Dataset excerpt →
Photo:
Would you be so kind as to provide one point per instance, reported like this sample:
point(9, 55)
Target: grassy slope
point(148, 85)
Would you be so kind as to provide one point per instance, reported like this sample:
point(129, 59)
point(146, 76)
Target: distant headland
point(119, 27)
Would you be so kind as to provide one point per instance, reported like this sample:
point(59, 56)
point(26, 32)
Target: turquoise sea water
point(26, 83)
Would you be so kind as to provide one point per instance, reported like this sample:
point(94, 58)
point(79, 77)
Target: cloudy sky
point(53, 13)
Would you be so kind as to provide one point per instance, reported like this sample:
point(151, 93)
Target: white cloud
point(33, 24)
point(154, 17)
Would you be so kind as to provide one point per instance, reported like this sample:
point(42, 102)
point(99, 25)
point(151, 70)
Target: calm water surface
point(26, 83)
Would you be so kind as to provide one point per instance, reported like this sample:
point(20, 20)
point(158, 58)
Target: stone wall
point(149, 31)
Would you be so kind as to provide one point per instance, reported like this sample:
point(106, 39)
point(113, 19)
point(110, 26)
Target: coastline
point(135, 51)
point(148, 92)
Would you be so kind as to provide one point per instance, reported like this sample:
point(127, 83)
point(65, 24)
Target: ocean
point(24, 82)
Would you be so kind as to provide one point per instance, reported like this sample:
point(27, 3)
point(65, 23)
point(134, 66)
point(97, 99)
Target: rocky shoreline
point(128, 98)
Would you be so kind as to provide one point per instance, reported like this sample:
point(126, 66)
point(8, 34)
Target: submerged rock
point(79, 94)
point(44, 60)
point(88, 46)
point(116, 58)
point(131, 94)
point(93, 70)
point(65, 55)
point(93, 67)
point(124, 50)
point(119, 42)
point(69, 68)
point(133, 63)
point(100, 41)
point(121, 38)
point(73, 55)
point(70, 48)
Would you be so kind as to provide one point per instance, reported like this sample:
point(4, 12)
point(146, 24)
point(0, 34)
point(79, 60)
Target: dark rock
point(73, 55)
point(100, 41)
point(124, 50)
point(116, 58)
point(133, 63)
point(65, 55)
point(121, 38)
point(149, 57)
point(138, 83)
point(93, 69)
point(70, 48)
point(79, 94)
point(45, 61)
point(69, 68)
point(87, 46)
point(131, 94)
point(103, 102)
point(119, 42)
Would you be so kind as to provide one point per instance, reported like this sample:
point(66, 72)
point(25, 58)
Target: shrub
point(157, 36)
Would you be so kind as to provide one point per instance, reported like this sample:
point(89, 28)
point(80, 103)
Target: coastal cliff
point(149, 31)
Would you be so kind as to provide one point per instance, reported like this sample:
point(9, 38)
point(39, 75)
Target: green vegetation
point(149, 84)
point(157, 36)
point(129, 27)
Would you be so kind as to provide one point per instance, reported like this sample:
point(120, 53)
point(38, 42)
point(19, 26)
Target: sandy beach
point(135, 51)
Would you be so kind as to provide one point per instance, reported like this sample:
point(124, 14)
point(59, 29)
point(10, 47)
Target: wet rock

Task details → Write out all the items again, swapping each "Target" for "Object" and keeping every other character the same.

The response →
Photo:
Would you be so kind as to provide one point per instance, reported like this sample:
point(9, 55)
Object: grassy slope
point(148, 85)
Would you be so kind as to provide one point per instance, reported like this sample:
point(129, 59)
point(146, 76)
Object: distant headland
point(119, 27)
Would you be so kind as to provide one point per instance, reported like this sample:
point(59, 56)
point(26, 32)
Object: turquoise sea water
point(26, 83)
Would you be so kind as to provide one point per instance, reported like this sample:
point(94, 58)
point(79, 77)
Object: cloudy sky
point(53, 13)
Would you be so kind as to provide one point per instance, reported like this sample:
point(151, 93)
Object: white cloud
point(33, 24)
point(154, 17)
Would you be so kind as to provide one point per instance, reported like this sample:
point(42, 102)
point(99, 25)
point(151, 70)
Object: calm water surface
point(26, 83)
Would you be so kind as to provide one point per instance, reported like this sample:
point(20, 20)
point(158, 58)
Object: stone wall
point(149, 31)
Would you be so kind as to provide one point per instance, reported like this sample:
point(106, 39)
point(113, 19)
point(110, 26)
Object: coastline
point(135, 51)
point(148, 92)
Would you be so kind as to provide one point per instance, reported like this sample:
point(127, 83)
point(65, 24)
Object: ocean
point(24, 82)
Would you be so kind as to provide one point per instance, reported like this sample:
point(27, 3)
point(65, 23)
point(134, 66)
point(97, 99)
Object: rocky shoreline
point(128, 98)
Would you be so kind as to provide one point per instance, reported like this sample:
point(126, 66)
point(8, 34)
Object: submerged rock
point(79, 94)
point(44, 60)
point(88, 46)
point(116, 58)
point(131, 94)
point(93, 70)
point(65, 55)
point(93, 67)
point(124, 50)
point(119, 42)
point(69, 68)
point(133, 63)
point(100, 41)
point(121, 38)
point(73, 55)
point(70, 48)
Would you be so kind as to provide one point per instance, reported like this sample:
point(4, 12)
point(146, 24)
point(0, 34)
point(79, 60)
Object: dark rock
point(73, 55)
point(100, 41)
point(124, 50)
point(116, 58)
point(133, 63)
point(65, 55)
point(121, 38)
point(149, 57)
point(138, 83)
point(93, 69)
point(70, 48)
point(79, 94)
point(45, 61)
point(69, 68)
point(87, 46)
point(131, 94)
point(103, 102)
point(119, 42)
Would you be so kind as to provide one point per instance, reported like this sample:
point(66, 72)
point(25, 58)
Object: shrub
point(157, 36)
Would you be so kind as to provide one point per instance, reported like this sample:
point(89, 28)
point(80, 103)
Object: coastal cliff
point(149, 31)
Would you be so kind as to provide one point per instance, reported like this sample:
point(9, 38)
point(39, 75)
Object: green vegetation
point(149, 84)
point(157, 36)
point(129, 27)
Would you be so kind as to provide one point per instance, reported like this sample:
point(120, 53)
point(38, 42)
point(19, 26)
Object: sandy beach
point(135, 51)
Would you be so kind as to provide one point per instance, reported like this sample:
point(124, 14)
point(59, 29)
point(10, 47)
Object: wet rock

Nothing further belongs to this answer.